ASSIGNMENT | Your answer must be every line below, repeated exactly.

_ _ _ _ _

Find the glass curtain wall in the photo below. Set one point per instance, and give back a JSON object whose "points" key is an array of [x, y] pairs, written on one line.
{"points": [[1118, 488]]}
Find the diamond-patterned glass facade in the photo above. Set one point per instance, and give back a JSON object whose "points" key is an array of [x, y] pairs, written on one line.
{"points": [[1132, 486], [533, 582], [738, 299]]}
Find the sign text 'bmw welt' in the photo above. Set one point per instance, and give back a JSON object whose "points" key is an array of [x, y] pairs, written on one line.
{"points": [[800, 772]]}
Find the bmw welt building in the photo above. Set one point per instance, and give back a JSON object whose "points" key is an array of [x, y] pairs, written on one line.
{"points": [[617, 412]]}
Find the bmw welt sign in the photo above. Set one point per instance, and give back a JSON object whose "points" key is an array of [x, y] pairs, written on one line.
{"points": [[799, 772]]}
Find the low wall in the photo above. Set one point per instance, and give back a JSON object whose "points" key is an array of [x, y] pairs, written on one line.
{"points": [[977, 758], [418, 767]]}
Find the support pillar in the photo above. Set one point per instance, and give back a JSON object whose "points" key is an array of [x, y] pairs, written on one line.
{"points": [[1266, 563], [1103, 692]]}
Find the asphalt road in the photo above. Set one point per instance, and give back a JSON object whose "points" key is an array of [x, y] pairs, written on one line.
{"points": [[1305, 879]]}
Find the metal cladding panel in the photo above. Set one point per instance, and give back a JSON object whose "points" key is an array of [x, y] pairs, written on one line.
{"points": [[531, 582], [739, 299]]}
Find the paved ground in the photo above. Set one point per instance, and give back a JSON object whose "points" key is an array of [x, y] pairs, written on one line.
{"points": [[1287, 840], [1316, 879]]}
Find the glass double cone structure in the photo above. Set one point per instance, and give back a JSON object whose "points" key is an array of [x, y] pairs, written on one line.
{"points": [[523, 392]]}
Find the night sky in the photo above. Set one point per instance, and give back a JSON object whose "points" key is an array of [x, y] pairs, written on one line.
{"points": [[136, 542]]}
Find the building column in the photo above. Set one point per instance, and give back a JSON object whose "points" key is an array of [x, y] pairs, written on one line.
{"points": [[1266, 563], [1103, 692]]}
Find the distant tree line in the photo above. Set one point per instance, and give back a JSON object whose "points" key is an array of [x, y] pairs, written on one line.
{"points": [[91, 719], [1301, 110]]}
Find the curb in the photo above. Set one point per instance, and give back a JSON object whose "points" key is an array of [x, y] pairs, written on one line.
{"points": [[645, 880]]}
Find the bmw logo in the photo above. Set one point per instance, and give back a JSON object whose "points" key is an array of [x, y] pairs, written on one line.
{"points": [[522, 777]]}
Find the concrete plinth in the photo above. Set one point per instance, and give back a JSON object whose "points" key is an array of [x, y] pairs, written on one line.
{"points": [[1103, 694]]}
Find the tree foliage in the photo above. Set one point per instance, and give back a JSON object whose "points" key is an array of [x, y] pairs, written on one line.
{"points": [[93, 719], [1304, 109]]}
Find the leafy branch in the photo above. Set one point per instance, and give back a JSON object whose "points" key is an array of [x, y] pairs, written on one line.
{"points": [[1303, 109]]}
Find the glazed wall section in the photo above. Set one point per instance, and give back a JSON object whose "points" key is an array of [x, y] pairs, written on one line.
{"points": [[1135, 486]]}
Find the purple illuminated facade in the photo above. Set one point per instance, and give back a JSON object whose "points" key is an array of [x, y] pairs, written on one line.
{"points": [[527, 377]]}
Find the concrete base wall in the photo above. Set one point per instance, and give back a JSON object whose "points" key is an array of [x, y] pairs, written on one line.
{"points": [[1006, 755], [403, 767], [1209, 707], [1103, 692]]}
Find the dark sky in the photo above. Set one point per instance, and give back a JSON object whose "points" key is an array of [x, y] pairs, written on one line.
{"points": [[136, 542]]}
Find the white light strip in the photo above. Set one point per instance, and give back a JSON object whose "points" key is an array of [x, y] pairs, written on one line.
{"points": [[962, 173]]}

_ _ _ _ _

EXERCISE SOLUTION |
Find the glass curtain wall in the photo below. Set one point per instance, and give back a JSON object whose "points" key is an array of [x, y] pairs, written on one line.
{"points": [[1118, 488]]}
Find the diamond-patterned glass facade in the photo above. Set one point per instance, and give back a JSON object whose "points" key is an array of [x, y] pairs, written on one line.
{"points": [[1132, 486], [533, 582], [738, 299]]}
Find the sign text 'bmw welt' in the photo above. Set one point per instance, and give back a JSON object whose "points" key is an array of [x, y] pairs, written on one line.
{"points": [[800, 772]]}
Find the bmw welt building in the photo above. Set one point per instance, and give back a JSON object whose "points" key is an array of [x, y] pairs, written on one line.
{"points": [[617, 412]]}
Find the bmw welt sign in the photo above. Set one point per instance, and give back a JSON object whose "points" key is an array of [x, y] pairs, written on one line.
{"points": [[799, 772]]}
Find the low wall in the photo above. Set one point per instance, and give back a JSON object whose "points" key is an array of [x, y] pairs, written on one line.
{"points": [[977, 758], [418, 767]]}
Find the support pillar in the photo above. Set one point per instance, and give back a JSON object whose "points" key is an array of [x, y] pairs, written on one line.
{"points": [[1266, 563], [1103, 692]]}
Find the asphalt road in the photo above. Set one point per instance, and give back a JSON object whose "points" key is an array of [x, y] pairs, written on one line.
{"points": [[1305, 879]]}
Find the metal cladding panel in the photo above. Set one point per instance, and give back a JSON object whose "points" key is an array of [x, y] pairs, written on one line.
{"points": [[531, 582], [739, 299]]}
Find the paved ground in the photo above. Set one point per instance, and give back a JSON object whose "points" key is an array of [x, y] pairs, written on one line.
{"points": [[1287, 840], [1316, 879]]}
Find the glass double cone structure in the photo above. Set one point per instance, and give back a JSON object whose "points" key is an array of [x, y] pairs, written on one line.
{"points": [[523, 392]]}
Find the night sky in the photo above. Set one point per instance, and give back a JSON object whose "points" key is an array of [x, y] pairs, written on one line.
{"points": [[136, 542]]}
Find the building column in the photo above. Set one point per instance, and give back a JSON object whose "points" key is an array of [x, y] pairs, written on one line.
{"points": [[1266, 563], [1103, 692]]}
Find the distant tree line in the photo above. Set one point per instance, and give back a JSON object whose "points" key is an array of [x, y] pairs, written on one line.
{"points": [[91, 719], [1301, 110]]}
Find the curb in the photo above. Set one point per instance, and give back a JSON object whose "points" key is an array of [x, y] pairs, written on one line.
{"points": [[645, 880]]}
Find the bmw logo in the photo above. Set one point per instance, and give back a JSON object whose "points" key is an array of [x, y] pairs, written on one line.
{"points": [[522, 777]]}
Find the concrete plinth in the photo above. Set one point per instance, and give back a JSON object whose "points" key is an array of [x, y] pairs, written on one line.
{"points": [[1103, 694]]}
Find the tree foliage in the photo above. Set one point per instance, and give back a JSON object whose "points" key is an array of [x, y] pairs, written on one line.
{"points": [[93, 719], [1304, 109]]}
Find the leafy branch in the photo above. Set one point per instance, and give back a JSON object whose "points" key is an array of [x, y] pairs, written on one line.
{"points": [[1303, 109]]}
Find the glazed wall section in the photo above. Set one point per instance, and give back a JSON object whose "points" key is an array of [x, y] pairs, written on one line.
{"points": [[1135, 486]]}
Find the purple illuminated facade in the photo above. Set one point per instance, and give back a JSON object whose "points" key is an array of [x, y] pairs, written on one line.
{"points": [[527, 377]]}
Find the concrete base wall in the photo above. Set one point per instance, and give back a JSON object whose "points" key is an array of [x, y] pairs, written on one line.
{"points": [[1006, 755], [403, 767], [1209, 707], [1103, 692]]}
Find the dark sky in the photo above. Set one point per instance, and give back a JSON object whose "points" key is an array of [x, y] pairs, written on one line.
{"points": [[136, 542]]}
Find the white light strip in the photo above. Set one point per instance, and give back a JSON object whose "points" key is an array of [x, y] pairs, written on one line.
{"points": [[962, 173]]}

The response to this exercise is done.